◆ What you will do: Can you rewrite the material below so that each "your help would be valued" becomes "I would appreciate it", with everything else left unchanged?

[Outline annotation records]

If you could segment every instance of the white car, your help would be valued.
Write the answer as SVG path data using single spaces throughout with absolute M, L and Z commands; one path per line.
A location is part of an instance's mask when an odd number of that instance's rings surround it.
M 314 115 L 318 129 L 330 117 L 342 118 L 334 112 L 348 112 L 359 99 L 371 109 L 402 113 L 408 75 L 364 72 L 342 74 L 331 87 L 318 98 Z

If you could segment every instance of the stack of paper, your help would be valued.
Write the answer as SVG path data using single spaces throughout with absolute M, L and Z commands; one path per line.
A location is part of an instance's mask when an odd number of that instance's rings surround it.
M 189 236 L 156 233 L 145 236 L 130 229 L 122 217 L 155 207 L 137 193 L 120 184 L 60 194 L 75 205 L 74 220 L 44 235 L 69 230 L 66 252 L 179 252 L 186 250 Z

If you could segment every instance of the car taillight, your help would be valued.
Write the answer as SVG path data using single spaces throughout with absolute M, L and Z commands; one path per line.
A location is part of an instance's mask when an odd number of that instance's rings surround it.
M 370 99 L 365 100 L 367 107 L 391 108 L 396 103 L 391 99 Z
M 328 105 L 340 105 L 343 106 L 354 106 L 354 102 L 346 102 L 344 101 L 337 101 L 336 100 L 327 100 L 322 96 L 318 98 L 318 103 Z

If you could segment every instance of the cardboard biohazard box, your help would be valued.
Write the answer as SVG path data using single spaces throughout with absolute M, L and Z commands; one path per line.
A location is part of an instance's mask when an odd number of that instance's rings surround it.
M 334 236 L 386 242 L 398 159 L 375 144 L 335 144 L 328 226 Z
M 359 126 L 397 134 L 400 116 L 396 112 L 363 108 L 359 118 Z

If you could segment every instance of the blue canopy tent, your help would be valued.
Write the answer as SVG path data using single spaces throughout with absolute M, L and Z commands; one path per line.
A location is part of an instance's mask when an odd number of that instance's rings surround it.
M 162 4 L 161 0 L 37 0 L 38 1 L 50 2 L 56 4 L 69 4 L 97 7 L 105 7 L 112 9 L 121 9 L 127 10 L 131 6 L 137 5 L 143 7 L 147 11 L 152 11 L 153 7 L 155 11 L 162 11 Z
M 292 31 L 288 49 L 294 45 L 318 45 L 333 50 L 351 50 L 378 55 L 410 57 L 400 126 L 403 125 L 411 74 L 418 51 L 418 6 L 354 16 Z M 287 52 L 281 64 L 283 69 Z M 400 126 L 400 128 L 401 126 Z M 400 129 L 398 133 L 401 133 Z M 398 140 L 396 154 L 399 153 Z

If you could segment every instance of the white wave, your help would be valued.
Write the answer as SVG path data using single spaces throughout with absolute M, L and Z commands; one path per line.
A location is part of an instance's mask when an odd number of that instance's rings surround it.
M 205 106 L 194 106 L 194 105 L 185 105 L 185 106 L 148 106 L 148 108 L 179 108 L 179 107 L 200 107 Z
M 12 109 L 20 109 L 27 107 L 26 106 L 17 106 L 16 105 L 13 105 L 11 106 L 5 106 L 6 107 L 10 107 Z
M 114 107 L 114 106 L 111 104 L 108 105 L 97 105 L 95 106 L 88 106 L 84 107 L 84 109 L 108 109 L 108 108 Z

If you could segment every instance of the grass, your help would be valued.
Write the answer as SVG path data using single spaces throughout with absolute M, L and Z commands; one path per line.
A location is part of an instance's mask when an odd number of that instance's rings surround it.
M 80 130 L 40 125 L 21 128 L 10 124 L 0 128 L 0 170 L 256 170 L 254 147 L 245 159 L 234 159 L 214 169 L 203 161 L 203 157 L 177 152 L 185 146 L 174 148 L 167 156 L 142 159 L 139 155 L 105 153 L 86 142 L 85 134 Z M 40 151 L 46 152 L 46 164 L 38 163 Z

◆ Right answer:
If you could segment every instance of the white car, I would appreciate it.
Write the answer as SVG path data using single spaces throughout with absolute M, L and Z commands; one path per line.
A location is part of an instance's mask when an odd number of that instance's rings surround it.
M 314 115 L 318 129 L 330 117 L 342 118 L 334 112 L 348 112 L 359 99 L 371 109 L 402 113 L 408 75 L 364 72 L 342 74 L 331 87 L 318 98 Z

If you could segment every instance of the stack of paper, I would appreciate it.
Write the answer as SVG path data using single spaces throughout with absolute M, L and Z commands; one path per line.
A location is part of an instance's mask when an odd number of that instance's rings surround it.
M 189 236 L 156 233 L 145 236 L 130 229 L 122 217 L 155 207 L 137 193 L 120 184 L 60 194 L 75 205 L 74 220 L 44 235 L 69 230 L 66 252 L 179 252 L 186 250 Z

If you could segment every instance of the car taillight, I would appreciate it.
Write the answer as SVG path data using single spaces throughout with absolute M, L and Z commands; one path per line.
A location is part of an instance's mask when an odd number of that instance's rings surround it.
M 370 99 L 365 100 L 367 107 L 391 108 L 396 103 L 391 99 Z
M 328 105 L 340 105 L 343 106 L 354 106 L 354 102 L 346 102 L 344 101 L 337 101 L 336 100 L 327 100 L 322 96 L 318 98 L 318 103 Z

If you could segment every instance of the cardboard biohazard box, I would appreciate it.
Write the answer as SVG path data using single spaces throughout with absolute M, L and Z commands; one path per line.
A location is part of an instance's mask when an odd number of that instance's rings surround it.
M 334 236 L 386 242 L 398 159 L 375 144 L 335 144 L 328 226 Z
M 359 126 L 397 134 L 400 116 L 396 112 L 363 108 L 359 118 Z

If you could segment every instance of the blue canopy tent, I would appreciate it.
Write the answer as SVG path data using single spaces throughout with absolute M, L and Z commands; one path per line.
A location is part of an instance's mask when an odd number of that instance's rings surround it.
M 162 4 L 161 0 L 37 0 L 38 1 L 50 2 L 56 4 L 69 4 L 97 7 L 105 7 L 112 9 L 121 9 L 127 10 L 131 6 L 137 5 L 143 7 L 147 11 L 152 11 L 153 7 L 155 11 L 162 11 Z
M 292 31 L 288 49 L 294 45 L 318 45 L 333 50 L 351 50 L 378 55 L 410 57 L 400 126 L 403 125 L 411 74 L 418 51 L 418 6 L 354 16 Z M 287 52 L 281 64 L 283 69 Z M 400 126 L 400 128 L 401 126 Z M 400 129 L 398 133 L 401 133 Z M 398 140 L 396 154 L 399 153 Z

If you could segment every instance of the white wave, I would appreciate it.
Write the answer as SVG path data using single spaces throughout with absolute M, L and Z commands; one path per line.
A location is part of an instance's mask when an odd number of that instance's rings surround it.
M 205 106 L 194 106 L 194 105 L 185 105 L 185 106 L 148 106 L 148 108 L 179 108 L 179 107 L 200 107 Z
M 12 109 L 20 109 L 27 107 L 26 106 L 17 106 L 16 105 L 13 105 L 11 106 L 5 106 L 6 107 L 10 107 Z
M 114 107 L 114 106 L 111 104 L 108 105 L 97 105 L 95 106 L 88 106 L 84 107 L 84 109 L 108 109 L 108 108 Z

If you could segment every instance of the grass, I would appreciate it.
Write the answer as SVG path data using single spaces throughout with absolute M, L and Z commands; one path per line.
A location is part of an instance's mask when an odd number of that instance's rings surround it.
M 80 130 L 40 125 L 21 128 L 10 124 L 0 128 L 0 170 L 256 170 L 254 147 L 245 159 L 234 159 L 214 169 L 203 161 L 203 157 L 177 152 L 185 146 L 174 148 L 167 156 L 142 159 L 139 155 L 105 153 L 86 142 L 85 134 Z M 40 151 L 46 152 L 46 164 L 38 163 Z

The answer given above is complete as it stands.